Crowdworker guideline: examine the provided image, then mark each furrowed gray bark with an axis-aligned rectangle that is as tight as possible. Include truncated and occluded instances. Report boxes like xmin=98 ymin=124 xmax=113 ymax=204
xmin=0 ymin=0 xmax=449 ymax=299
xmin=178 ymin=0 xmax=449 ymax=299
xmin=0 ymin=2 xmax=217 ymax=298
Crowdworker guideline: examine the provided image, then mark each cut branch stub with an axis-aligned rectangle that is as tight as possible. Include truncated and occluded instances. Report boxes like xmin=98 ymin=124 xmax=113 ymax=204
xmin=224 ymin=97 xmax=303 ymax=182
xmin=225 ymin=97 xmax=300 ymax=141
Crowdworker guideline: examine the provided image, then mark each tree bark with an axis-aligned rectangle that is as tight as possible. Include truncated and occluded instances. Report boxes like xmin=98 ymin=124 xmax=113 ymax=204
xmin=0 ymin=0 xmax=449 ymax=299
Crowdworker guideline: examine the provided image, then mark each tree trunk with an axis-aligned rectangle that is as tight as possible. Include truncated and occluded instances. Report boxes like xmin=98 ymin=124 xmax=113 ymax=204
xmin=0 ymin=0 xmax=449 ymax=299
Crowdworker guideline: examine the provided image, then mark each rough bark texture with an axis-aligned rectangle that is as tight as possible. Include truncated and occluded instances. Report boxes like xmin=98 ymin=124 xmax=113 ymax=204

┄┄┄┄┄┄┄┄┄┄┄┄┄┄┄┄┄┄┄┄

Consigne: Pourriez-vous mettre à jour l'ensemble des enregistrements ci-dessus en remplaçant partout « Crowdworker guideline » par « Annotator instruction », et en les redonnant sans aucune autre modification ?

Réponse:
Annotator instruction: examine the provided image, then mark each furrowed gray bark with an axis-aligned rectangle that is as tight as possible. Include truncated and occluded instances. Report boxes like xmin=98 ymin=124 xmax=113 ymax=204
xmin=0 ymin=0 xmax=449 ymax=299
xmin=178 ymin=0 xmax=449 ymax=299
xmin=0 ymin=2 xmax=217 ymax=298
Annotator instruction: examine the provided image, then mark each cut branch stub with an axis-aligned rectangle that is as tight as possible. Include truncated and occluded instances. Report boxes like xmin=98 ymin=124 xmax=113 ymax=204
xmin=224 ymin=97 xmax=303 ymax=182
xmin=225 ymin=97 xmax=300 ymax=141
Annotator instruction: examine the provided image, then mark each tree bark with an axis-aligned rectangle that is as tight as possible. Include truncated and occluded instances. Report boxes like xmin=98 ymin=124 xmax=113 ymax=204
xmin=0 ymin=0 xmax=449 ymax=299
Annotator instruction: examine the provided image, then mark each tree trunk with an axis-aligned rectangle that is as tight as possible. Include truncated and occluded instances. Report boxes like xmin=98 ymin=124 xmax=113 ymax=204
xmin=0 ymin=0 xmax=449 ymax=299
Annotator instruction: examine the provided image, then mark each rough bark texture with an axis-aligned rectangle that is as tight as possible. Include truncated and occluded instances. Report boxes like xmin=98 ymin=124 xmax=113 ymax=204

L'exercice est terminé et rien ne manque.